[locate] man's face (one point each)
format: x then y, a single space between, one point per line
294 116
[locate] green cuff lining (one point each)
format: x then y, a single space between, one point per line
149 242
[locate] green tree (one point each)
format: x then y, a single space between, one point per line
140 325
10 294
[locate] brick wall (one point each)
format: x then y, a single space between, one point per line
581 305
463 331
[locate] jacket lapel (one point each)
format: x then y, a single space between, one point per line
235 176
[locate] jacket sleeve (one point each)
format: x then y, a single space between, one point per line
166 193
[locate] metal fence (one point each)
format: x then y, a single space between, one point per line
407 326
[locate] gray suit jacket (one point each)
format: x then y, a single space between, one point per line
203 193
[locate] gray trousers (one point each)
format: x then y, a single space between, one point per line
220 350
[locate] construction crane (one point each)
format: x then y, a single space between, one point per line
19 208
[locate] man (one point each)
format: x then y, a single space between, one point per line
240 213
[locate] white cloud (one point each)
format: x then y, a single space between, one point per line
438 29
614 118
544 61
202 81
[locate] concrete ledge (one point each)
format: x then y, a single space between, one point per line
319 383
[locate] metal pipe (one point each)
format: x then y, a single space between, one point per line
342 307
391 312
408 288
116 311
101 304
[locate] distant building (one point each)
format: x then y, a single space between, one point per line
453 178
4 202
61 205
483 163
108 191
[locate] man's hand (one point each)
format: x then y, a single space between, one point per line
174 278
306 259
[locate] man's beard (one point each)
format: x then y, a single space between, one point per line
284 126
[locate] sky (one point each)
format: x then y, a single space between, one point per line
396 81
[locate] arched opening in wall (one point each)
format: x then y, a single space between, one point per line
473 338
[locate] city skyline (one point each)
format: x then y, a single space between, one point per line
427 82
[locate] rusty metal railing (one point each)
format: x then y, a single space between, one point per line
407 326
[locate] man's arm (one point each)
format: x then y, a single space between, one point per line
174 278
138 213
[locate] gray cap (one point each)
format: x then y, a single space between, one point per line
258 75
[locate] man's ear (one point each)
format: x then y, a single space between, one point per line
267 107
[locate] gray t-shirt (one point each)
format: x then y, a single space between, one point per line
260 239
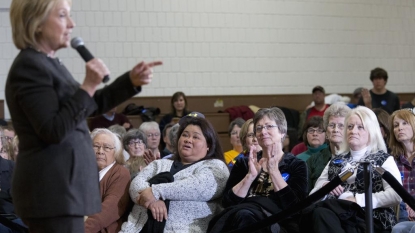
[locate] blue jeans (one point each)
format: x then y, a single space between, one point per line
404 227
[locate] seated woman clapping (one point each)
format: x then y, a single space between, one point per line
180 195
263 185
363 141
114 181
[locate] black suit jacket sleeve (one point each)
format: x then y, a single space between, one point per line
51 116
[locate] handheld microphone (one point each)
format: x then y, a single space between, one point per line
78 44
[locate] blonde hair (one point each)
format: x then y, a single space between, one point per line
371 125
397 149
118 149
26 16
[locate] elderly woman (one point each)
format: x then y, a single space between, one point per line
248 139
49 110
265 184
314 136
362 141
233 131
402 144
114 181
135 143
333 120
180 195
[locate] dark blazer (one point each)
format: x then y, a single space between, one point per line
116 201
56 172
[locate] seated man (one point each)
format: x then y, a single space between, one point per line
379 96
110 118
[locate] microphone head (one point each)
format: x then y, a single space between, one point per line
76 42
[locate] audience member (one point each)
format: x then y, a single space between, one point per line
314 136
358 145
402 145
357 94
233 131
290 140
119 130
178 109
135 142
248 139
166 139
152 131
110 118
379 96
15 146
410 104
114 181
263 185
333 121
384 119
9 132
180 195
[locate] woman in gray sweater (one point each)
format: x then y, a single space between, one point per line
180 195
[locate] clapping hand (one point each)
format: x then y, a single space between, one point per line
159 210
254 165
146 197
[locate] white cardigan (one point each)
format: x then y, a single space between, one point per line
192 195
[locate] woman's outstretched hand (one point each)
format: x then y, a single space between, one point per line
142 73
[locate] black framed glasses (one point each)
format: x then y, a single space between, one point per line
104 147
133 143
259 129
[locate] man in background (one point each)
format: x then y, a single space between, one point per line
379 96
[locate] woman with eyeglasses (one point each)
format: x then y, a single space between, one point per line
233 131
333 121
114 181
264 184
248 139
402 144
314 136
342 208
135 143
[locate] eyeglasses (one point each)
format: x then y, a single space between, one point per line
250 135
333 125
412 110
258 129
137 142
8 138
153 135
311 131
104 147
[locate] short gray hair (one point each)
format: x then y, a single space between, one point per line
275 114
337 109
119 157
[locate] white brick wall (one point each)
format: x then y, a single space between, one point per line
233 47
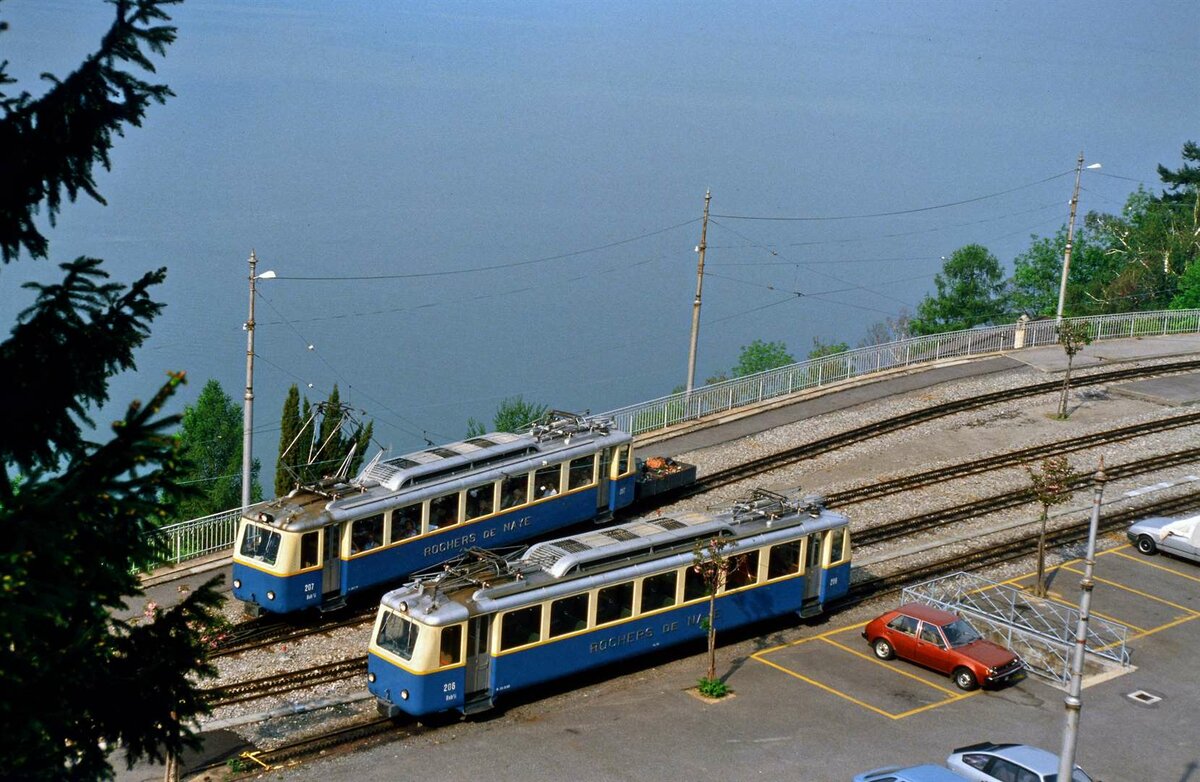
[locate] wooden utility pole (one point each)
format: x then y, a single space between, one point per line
700 286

━━━━━━━━━━━━━━━━━━━━━━━━━━━━━━

> Exercise directions:
Only the pictures are to be left out; copy all the remaining material above exactly.

> Answer:
[locate] man's face (one point each)
format: x then y, a single space between, one point per line
294 116
[locate] green cuff lining (one point each)
format: x then y, a single space between, one point per line
149 242
[locate] green tree (one point each)
format: x then y, a single space between, one point per line
140 325
10 294
[locate] brick wall (one point each)
format: x then y, a single space between, one point per line
581 305
463 331
[locate] jacket lapel (one point each)
format: x then y, a single space between, one point per line
235 176
[locate] jacket sleeve (one point each)
format: x then y, a single space between, one point per line
166 193
[locate] metal fence (one point each)
format: x then y, a single space between, one point per line
407 326
[locate] gray suit jacket (one point each)
format: x then y, a single space between, one point per line
203 193
[locate] gray trousers (one point each)
format: x then y, a single space between, one point per line
220 350
[locate] construction crane (one point each)
format: x then y, a single space between, one point per line
19 208
[locate] man (one point each)
format: x then y, a single space between, one point per line
240 213
[locate] white cloud (one point each)
format: x then y, a single space between, one point per line
438 29
614 118
544 61
202 81
[locate] concrete ledge (one point each)
format: x then y, a single space between, one point per line
319 383
[locate] metal pipe (one point each)
format: x then y, a single space between, one point per line
342 307
391 312
408 288
116 311
101 304
[locate] distant building (one point each)
format: x then y, a single space between, one point per line
453 178
4 202
61 205
483 163
108 191
[locate] man's hand (one point each)
format: x then y, a single space between, one point per line
174 278
306 259
[locate] man's beard (one point each)
format: x then y, a single space between, one point per line
284 126
[locate] sky (one point each)
format: x then y, a single space between, one point per line
396 81
[locate] arched opening in wall (one point each)
format: x then y, a single space between, one point per line
473 338
[locate] city skyline (one point each)
format: x then y, a single space between, one point per line
427 82
[locate] rusty metal railing (one point each)
format: x then y, a single space between, one point per line
407 326
[locate] man's arm (one point each)
format: x then y, a single space between, one point per line
174 278
138 213
[locate] gray cap (one point each)
format: x then y, a single space between, one point per line
258 75
[locate] man's ear (one point each)
format: x then y, a single space between, one point per line
267 107
[locate] gray t-shirt (one point each)
format: x then y, a single space between, one point per line
260 239
[locate] blue jeans (one point each)
format: x then y, a single space between, one point per line
404 227
[locate] seated woman clapping (one point each)
format: x then y, a single space between, one point per line
180 195
263 185
363 141
114 181
[locate] black suit jacket sleeve (one point each)
format: x then y, a single space between, one point per line
51 116
[locate] handheld microphone (one point each)
format: x then y, a single space between, one point per line
78 44
[locate] blonde hair (one point each)
format: x then y, a single space between, one point per line
371 125
397 149
118 149
26 16
[locate] elderly woman (one point each)
format: x then y, a single space between, one point per line
248 139
49 110
265 184
314 136
362 141
233 131
402 144
114 181
135 143
333 120
180 195
[locate] dark blazer (one point each)
format: x then y, a single space between, one point per line
116 201
56 172
[locate] seated man (one point each)
format: x then y, a single space between, one point per line
379 96
110 118
[locate] microphone head (one point each)
format: x then y, a single space between, one point per line
76 42
[locate] audience member (one point each)
format: x then y, a single space between, one point per line
314 136
358 145
402 145
357 94
233 131
290 140
119 130
178 109
135 142
248 139
166 139
152 131
110 118
379 96
15 146
410 104
114 181
263 185
333 121
384 119
9 132
180 195
[locate] woman in gray sweater (one point each)
format: x then y, a single space between, one point per line
180 195
[locate] clapping hand (one point each)
format: x then y, a single space between, one point per line
159 210
254 165
146 197
[locate] white cardigan (one point each)
format: x then y, a single space between, one point per line
192 195
[locate] woman's outstretched hand (one point each)
format: x then y, a single space between, one point per line
142 73
[locate] black framed glasses (one point each)
format: x then y, a single space between, one point per line
104 147
133 143
259 129
[locate] man in background (one point each)
format: x then y, a single space between, one point per line
379 96
[locate] woman with eyeglasses (one point each)
format: x then y, a single space between, one point per line
233 131
333 121
114 181
264 184
248 139
402 144
314 136
342 208
135 143
[locate] eyeglasses (one point each)
format: x then y, a single space between, one point per line
250 135
333 125
412 110
258 129
137 142
8 138
153 135
311 131
104 147
[locate] short gray hair (one point each)
format: x then y, a single space between, one point per line
275 114
337 109
119 157
[locate] white brick wall (one point each)
format: x then y, a single space between, one point per line
233 47
[locate] wooden utility pole (one point each)
format: x then y, a single space between, one point per line
700 286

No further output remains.